> _WHAT IS EXPECTED_: Below are records; reply with nothing but the number of lines in them that contain "building".

> _RECORDS SHOWN_:

________________________

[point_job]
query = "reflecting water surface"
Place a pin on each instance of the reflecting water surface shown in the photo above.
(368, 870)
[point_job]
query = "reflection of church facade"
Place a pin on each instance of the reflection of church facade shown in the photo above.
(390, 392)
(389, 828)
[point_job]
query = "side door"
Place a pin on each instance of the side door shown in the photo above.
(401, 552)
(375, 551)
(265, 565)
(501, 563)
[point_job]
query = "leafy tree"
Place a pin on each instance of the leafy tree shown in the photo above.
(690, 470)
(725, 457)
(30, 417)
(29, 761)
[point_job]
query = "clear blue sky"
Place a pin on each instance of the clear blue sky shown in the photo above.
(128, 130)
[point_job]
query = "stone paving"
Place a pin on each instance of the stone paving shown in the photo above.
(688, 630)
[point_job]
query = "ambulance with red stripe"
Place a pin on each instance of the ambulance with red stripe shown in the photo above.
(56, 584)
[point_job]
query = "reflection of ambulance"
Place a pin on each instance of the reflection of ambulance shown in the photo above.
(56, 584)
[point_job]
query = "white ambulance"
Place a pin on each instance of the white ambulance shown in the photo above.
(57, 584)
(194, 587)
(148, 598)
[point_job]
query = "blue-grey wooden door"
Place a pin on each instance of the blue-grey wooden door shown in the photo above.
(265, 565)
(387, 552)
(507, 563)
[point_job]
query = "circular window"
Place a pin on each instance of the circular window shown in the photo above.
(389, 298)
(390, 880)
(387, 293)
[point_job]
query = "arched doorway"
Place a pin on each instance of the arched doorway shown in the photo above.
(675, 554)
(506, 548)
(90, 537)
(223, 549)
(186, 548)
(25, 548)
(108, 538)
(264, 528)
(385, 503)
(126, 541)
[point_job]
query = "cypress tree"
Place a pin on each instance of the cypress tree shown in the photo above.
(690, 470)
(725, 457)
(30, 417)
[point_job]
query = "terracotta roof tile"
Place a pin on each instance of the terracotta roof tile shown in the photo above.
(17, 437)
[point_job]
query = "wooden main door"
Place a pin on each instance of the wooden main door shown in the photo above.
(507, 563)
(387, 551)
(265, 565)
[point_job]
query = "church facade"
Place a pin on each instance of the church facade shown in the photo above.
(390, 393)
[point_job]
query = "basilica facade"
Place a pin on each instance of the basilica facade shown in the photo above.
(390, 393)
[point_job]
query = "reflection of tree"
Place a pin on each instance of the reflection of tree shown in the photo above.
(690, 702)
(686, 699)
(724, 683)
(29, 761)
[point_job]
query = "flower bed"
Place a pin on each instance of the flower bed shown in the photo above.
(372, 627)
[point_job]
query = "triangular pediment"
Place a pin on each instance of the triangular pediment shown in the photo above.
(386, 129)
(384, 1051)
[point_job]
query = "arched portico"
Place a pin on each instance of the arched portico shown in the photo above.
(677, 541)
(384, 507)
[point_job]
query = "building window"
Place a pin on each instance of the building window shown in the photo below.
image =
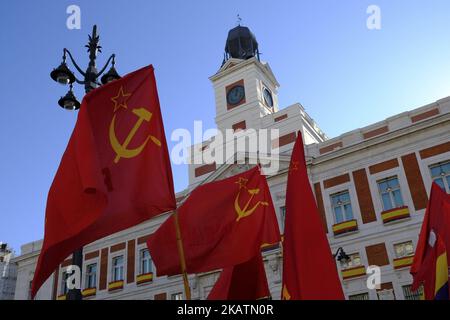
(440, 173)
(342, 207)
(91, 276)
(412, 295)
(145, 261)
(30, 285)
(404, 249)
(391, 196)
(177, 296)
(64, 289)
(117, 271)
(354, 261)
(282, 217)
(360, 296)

________________________

> _TASK RESULT_: 2